= TEXTE À LIRE =
§
Quand je fais la Popote le vendredi, je vais dans une résidence pour personnes âgées où vit aussi un chat mascotte. Ce félin pousse le professionnalisme jusqu'à suivre des formations pour mieux accompagner les occupants de l'endroit. Je le sais, on me l'a dit. Je le crois.

Là n'est pas mon anecdote mais, comme je suis une amoureuse inconditionnelle des chats, je devais vous le mentionner. Je reprends donc mon propos. Dans l'ascenseur, se trouve toujours le calendrier des activités du mois. Comme je suis une anxieuse finie et que je ne veux rien laisser au hasard, je consulte régulièrement le tableau en me demandant ce que je trouverais à faire pour m'occuper si un jour je me retrouvais là. On ne sait jamais ce que la vieillesse et ses ravages nous réservent. Bon, mettons que j'habite ici. Qu'est-ce que je pourrais faire dans les trois jours à venir? Et là, entre les parties de bingo, le yoga chaise, la levée de fonds pour une banque alimentaire, il y a, je vous le donner en mille : le lancer de la hache! Je m'étonne. Je m'interroge. Je me demande si j'ai bien lu. Évidemment, en passant devant la réceptionniste avant de quitter les lieux, je ne peux m'empêcher d'arrêter et de lui dire : "Vous ne trouvez pas que vous avez des activités dangereuses? Vous n'avez peur de rien en tout cas." Elle me regarde sans trop comprendre évidemment. "Ben oui, le lancer de la hache, c'est pas un sport un peu extrême à pratiquer ici?". Elle sourit et me répond le plus gentiment et patiemment du monde : "Ce sont des haches en plastique". Je m'en doutais. Je voulais juste m'en assurer. Bonne fin de semaine!
§
= DONNÉES FOURNIES =

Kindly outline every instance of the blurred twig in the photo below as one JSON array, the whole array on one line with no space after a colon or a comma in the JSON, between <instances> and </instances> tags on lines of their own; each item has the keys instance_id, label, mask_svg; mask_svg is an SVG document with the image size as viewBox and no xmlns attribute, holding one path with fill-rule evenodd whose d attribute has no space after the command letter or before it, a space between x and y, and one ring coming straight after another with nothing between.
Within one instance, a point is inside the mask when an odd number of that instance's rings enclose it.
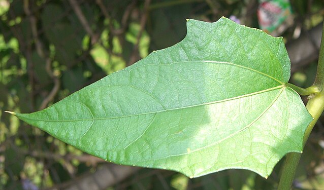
§
= TÂCHES ET EXERCICES =
• 1. Dans l'anecdote de la résidence, en quelle matière sont les haches du lancer de la hache ?
• 2. Reprenez l'anecdote de la résidence après sa dernière phrase et poursuivez-la.
Le matériau fourni est distinct de l'anecdote de la résidence.

= RÉPONSES PAR TÂCHE =
• 1. En plastique.

• 2.
jeudi 14 septembre 2023

Tout un bail!



Ben oui, j'ai eu 68 ans hier. C'est drôle car, pour la première fois de tous les anniversaires de ma vie, j'ai dit adieu à ma vieille face le soir du 13. "C'est fini, cette face-là de 67 ans, tu ne la verras plus jamais" me suis-je dit en me regardant dans le miroir. Étonnamment, ma nouvelle face ressemble à s'y méprendre à l'ancienne. J'imagine que cela va prendre plus de vingt-quatre heures avant que je puisse observer un quelconque changement du genre nouveau pli ou nouvelle ride.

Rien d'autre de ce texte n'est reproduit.